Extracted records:

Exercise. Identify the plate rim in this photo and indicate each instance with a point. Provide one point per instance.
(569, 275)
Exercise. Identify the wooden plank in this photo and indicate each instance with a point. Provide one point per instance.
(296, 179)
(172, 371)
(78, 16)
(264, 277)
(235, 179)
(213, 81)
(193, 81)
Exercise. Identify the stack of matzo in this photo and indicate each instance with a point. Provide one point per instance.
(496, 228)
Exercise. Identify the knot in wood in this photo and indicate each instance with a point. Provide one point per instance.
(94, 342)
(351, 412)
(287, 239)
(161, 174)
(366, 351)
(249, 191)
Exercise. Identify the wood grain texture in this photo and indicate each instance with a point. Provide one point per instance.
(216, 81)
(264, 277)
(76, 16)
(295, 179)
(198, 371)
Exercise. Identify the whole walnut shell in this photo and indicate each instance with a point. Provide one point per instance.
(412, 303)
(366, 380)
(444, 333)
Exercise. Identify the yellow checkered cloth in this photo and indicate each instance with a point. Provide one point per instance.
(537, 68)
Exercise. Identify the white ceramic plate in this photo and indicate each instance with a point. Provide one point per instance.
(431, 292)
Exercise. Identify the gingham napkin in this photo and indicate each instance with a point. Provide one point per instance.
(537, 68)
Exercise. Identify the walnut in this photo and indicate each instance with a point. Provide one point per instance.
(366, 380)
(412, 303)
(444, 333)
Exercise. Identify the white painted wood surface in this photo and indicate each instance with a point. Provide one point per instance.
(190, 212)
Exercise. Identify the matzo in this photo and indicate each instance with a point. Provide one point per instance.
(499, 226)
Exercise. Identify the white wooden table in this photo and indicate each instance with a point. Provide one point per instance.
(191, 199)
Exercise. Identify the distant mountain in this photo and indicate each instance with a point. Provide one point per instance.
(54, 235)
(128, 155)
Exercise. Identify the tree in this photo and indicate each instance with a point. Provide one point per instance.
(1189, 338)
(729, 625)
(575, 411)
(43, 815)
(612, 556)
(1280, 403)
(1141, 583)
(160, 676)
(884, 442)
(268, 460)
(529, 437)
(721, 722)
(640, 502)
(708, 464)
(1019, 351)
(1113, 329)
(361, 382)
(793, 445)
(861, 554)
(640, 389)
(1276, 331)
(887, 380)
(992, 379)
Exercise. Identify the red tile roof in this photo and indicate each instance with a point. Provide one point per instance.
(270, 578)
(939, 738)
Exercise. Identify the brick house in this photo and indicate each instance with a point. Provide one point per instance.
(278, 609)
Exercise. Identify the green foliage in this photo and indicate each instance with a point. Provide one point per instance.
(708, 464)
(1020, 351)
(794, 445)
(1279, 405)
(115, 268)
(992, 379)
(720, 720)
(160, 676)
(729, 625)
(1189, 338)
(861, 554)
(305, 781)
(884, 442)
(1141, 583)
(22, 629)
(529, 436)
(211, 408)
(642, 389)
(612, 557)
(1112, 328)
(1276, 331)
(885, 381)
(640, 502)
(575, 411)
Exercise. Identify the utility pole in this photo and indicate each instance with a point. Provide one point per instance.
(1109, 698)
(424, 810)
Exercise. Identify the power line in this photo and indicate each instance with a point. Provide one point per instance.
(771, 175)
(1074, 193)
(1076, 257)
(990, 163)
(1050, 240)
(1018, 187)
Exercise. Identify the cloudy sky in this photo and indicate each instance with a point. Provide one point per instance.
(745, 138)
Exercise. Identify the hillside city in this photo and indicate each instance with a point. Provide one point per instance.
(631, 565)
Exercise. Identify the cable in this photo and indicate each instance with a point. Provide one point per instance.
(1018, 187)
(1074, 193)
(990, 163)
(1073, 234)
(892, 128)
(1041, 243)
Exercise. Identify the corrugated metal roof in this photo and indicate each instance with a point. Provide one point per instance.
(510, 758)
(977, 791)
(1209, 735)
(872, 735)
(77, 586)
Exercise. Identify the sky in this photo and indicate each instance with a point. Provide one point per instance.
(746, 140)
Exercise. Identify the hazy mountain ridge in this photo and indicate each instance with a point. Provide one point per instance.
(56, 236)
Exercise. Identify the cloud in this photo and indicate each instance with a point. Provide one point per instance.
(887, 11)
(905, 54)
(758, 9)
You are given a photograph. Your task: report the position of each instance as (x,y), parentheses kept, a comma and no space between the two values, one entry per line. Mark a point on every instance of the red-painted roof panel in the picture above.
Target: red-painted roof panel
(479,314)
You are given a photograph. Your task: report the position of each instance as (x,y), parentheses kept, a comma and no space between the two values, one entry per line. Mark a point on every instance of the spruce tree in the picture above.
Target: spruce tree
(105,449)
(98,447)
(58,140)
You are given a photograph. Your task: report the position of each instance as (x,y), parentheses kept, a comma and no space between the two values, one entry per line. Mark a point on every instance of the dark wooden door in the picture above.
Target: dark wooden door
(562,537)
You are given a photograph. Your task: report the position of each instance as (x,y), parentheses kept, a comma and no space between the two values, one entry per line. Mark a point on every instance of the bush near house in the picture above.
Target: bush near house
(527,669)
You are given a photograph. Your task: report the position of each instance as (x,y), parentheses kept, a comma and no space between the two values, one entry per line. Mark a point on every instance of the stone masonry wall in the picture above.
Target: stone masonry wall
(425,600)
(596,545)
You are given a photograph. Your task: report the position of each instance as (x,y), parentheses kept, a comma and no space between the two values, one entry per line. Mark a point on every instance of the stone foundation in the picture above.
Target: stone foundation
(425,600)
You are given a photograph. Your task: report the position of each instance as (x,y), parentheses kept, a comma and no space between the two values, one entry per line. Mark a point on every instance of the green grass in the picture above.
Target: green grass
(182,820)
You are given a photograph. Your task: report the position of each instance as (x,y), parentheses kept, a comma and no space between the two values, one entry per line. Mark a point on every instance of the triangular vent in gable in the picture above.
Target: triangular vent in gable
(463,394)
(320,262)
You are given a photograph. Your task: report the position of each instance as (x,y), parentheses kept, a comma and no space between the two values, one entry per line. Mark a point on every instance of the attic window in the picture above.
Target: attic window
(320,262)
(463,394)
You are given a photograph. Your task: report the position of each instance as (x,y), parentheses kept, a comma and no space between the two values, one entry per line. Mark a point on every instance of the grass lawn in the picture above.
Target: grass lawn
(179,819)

About this task:
Transcribe every record above so that nothing differs from the original.

Your response:
Exercise. Identify the plate rim in this photo and indicate each instance with a point. Provide one point per instance.
(569, 275)
Exercise. Identify the wooden plank in this photo and indicate each instance with a point. Provide one point per instance.
(296, 179)
(172, 371)
(78, 16)
(264, 277)
(235, 179)
(213, 81)
(193, 81)
Exercise. Identify the stack of matzo in this photo and indicate each instance with a point. Provide one point per instance.
(496, 228)
Exercise. Identify the knot in wood in this photo and indicate each instance with a point. Provide one point per instance.
(94, 342)
(351, 412)
(287, 239)
(161, 174)
(366, 351)
(249, 191)
Exercise. Identify the wood grain texture in this photo and indicate each instance with a point. Provide one point per instance.
(216, 81)
(264, 277)
(76, 16)
(295, 179)
(198, 371)
Exercise. Identify the whole walnut shell in this photo and indicate each instance with a point. Provide one point per instance.
(412, 303)
(366, 380)
(444, 333)
Exercise. Identify the yellow checkered cloth in this photo and indicate each instance with a point. Provide one point per instance.
(537, 68)
Exercise. Identify the white ceramic plate in this photo and indicate each instance with a point. Provide one point per instance.
(431, 292)
Exercise. Identify the gingham napkin in this photo and indicate each instance with a point. Provide one point per instance.
(537, 68)
Exercise. Identify the walnut in this photo and indicate each instance with a point. Provide one point per instance.
(366, 380)
(412, 303)
(444, 333)
Exercise. Identify the white painted wood surface in this photo and indicate each instance with a point. Provide one point per instance.
(190, 212)
Exercise. Identify the matzo in this photo and indicate each instance with a point. Provide one point per instance.
(499, 226)
Exercise. Identify the white wooden table in this photo and indicate each instance with a point. Provide one point per instance.
(191, 199)
Exercise. Identify the distant mountain in this photo and indicate each instance with a point. Provide one point per instance.
(54, 235)
(128, 155)
Exercise. Identify the tree in this photo and indicate each instance with a point. Provide one point per instance.
(1189, 338)
(729, 625)
(575, 411)
(43, 815)
(612, 556)
(1280, 403)
(1141, 583)
(160, 676)
(884, 442)
(268, 460)
(529, 437)
(721, 722)
(640, 502)
(708, 464)
(1019, 351)
(1113, 329)
(361, 382)
(793, 445)
(861, 554)
(640, 389)
(1276, 331)
(887, 380)
(992, 379)
Exercise. Identify the red tile roof in this photo and indicate each instance with a point. Provide one point per instance.
(270, 578)
(939, 738)
Exercise. Identify the brick house in this photo and indicate each instance with a point. Provide one point per instance.
(278, 609)
Exercise. Identify the green foliage in this photo and indicate each instance with a point. Provide one point per instance.
(708, 464)
(1020, 351)
(794, 445)
(1279, 405)
(115, 268)
(992, 379)
(720, 720)
(160, 676)
(729, 625)
(1189, 338)
(861, 554)
(305, 781)
(884, 442)
(1141, 583)
(22, 629)
(529, 436)
(211, 408)
(642, 389)
(612, 557)
(1112, 328)
(1276, 331)
(885, 381)
(640, 502)
(575, 411)
Exercise. Identify the utility pole in this photo and indicate each instance with a point. Provide one point per instance.
(1109, 698)
(424, 810)
Exercise. Identify the power line in this photo and indicate each instance with a point. Provide one point per instance.
(771, 175)
(1074, 193)
(1076, 257)
(990, 163)
(1050, 240)
(1018, 187)
Exercise. Identify the cloudy sky in this photo and indicate each instance with a point. Provide one point per instance.
(745, 138)
Exercise. Identify the hillside city in this photo and indicate each instance with a point. Provide one point per instance.
(631, 565)
Exercise. Identify the cable in this photo and indicate each instance with a point. Provide one point per instance.
(1018, 187)
(1074, 193)
(990, 163)
(1073, 234)
(892, 128)
(1041, 243)
Exercise. Identify the corrugated metal roof in this photo and indicate each instance with a point. Provide one point per instance.
(510, 758)
(977, 791)
(1209, 735)
(872, 735)
(77, 586)
Exercise. Identify the sky in this photo and indicate each instance with a point. Provide one point per instance.
(746, 140)
Exercise. Identify the hazy mountain ridge in this photo and indicate each instance with a point. Provide one point per instance.
(56, 236)
Exercise. Identify the cloud in this photo and indicate each instance with a point. Provide one point per instance.
(887, 11)
(905, 54)
(758, 9)
You are given a photograph. Your task: report the position of each instance as (x,y), parentheses kept, a comma and no space between the two values, one entry per line. Mark a point on every instance of the red-painted roof panel in the picture above.
Target: red-painted roof panel
(479,314)
You are given a photograph. Your task: report the position of each instance as (x,y), parentheses kept, a comma and no space between the two values, one entry per line. Mark a point on every instance of the spruce tree in the picture above.
Target: spruce tree
(105,449)
(98,447)
(58,140)
You are given a photograph. Your task: report the position of each instance as (x,y), parentheses kept, a comma and no space between the two values, one entry per line. Mark a point on every instance of the dark wooden door in the picture above.
Target: dark wooden door
(562,537)
You are given a photograph. Your task: report the position of each instance as (x,y), parentheses kept, a comma and no space between the two values, one entry per line. Mark a point on every instance of the bush near house in the picture above.
Target: bush near house
(527,669)
You are given a photograph. Your task: report the position of each instance as (x,y), parentheses kept, a comma and no space between the two values, one entry per line. Mark a point on every instance of the stone masonry wall in the picture above.
Target: stone masonry wall
(425,600)
(596,545)
You are given a photograph. Your task: report the position of each instance as (x,y), parentheses kept, a comma and no space between the two values, one entry per line. Mark a point on every instance of the stone foundation in the picture above.
Target: stone foundation
(425,600)
You are given a photograph. Your task: report the position of each instance as (x,y), parentheses kept, a comma and no space between the two values, one entry per line. Mark a point on every instance of the green grass in the picture above.
Target: green grass
(182,820)
You are given a photograph. Your task: report the position of each instance as (x,y), parentheses kept, a comma and no space between the two values, one entry per line. Mark a point on every instance of the triangular vent in gable in the picture above.
Target: triangular vent in gable
(463,394)
(320,262)
You are given a photograph. Your task: report the position of each instance as (x,y), parentheses kept, a comma and no space between the two values, one entry per line. Mark a point on every instance of the attic window in the picture above.
Target: attic window
(320,262)
(463,394)
You are given a photograph. Your task: report the position of each instance as (x,y), parentheses kept, a comma and no space between the two values, one entry per line. Mark a point on every instance of the grass lawn in the picture above.
Target: grass lawn
(179,819)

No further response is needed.